WRITTEN INSTRUCTION: Starting with the line containing "Could you mark every instance of the rooftop" and going on through the end of the rows, write those lines out again with "antenna mast" replaced by "communications mast" and nothing else changed.

#### DATASET EXTRACT ####

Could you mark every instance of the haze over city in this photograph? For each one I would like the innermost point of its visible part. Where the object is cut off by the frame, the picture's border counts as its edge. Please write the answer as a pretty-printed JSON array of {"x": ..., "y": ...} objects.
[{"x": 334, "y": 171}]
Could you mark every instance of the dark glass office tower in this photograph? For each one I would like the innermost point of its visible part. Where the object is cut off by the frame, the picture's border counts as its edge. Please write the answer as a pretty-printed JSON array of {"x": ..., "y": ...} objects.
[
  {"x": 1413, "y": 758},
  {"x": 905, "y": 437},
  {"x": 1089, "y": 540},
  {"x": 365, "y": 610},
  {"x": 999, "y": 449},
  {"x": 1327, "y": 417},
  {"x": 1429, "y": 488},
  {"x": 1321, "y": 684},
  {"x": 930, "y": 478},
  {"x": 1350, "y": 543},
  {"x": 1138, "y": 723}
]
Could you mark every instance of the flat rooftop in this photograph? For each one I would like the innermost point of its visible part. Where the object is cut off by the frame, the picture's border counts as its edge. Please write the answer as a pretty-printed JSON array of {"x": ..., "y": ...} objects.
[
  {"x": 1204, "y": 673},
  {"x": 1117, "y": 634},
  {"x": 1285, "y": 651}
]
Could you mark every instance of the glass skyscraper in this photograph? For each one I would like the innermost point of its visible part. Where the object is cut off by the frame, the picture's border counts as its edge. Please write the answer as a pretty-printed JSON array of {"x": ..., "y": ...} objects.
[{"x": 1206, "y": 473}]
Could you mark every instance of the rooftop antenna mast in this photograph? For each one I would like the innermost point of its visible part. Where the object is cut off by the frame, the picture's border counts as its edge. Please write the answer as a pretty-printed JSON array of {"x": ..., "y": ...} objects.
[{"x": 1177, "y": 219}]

####

EXPECTED OUTPUT:
Could you mark every instance of the rooftop communications mast in this photograph? For each one I would like the innermost point of its visible part. Where the object is cut off by the frame, the picture's border counts as its edge. Please write the answer as a pretty-printed JSON array of {"x": ..., "y": ...} objects.
[{"x": 1177, "y": 219}]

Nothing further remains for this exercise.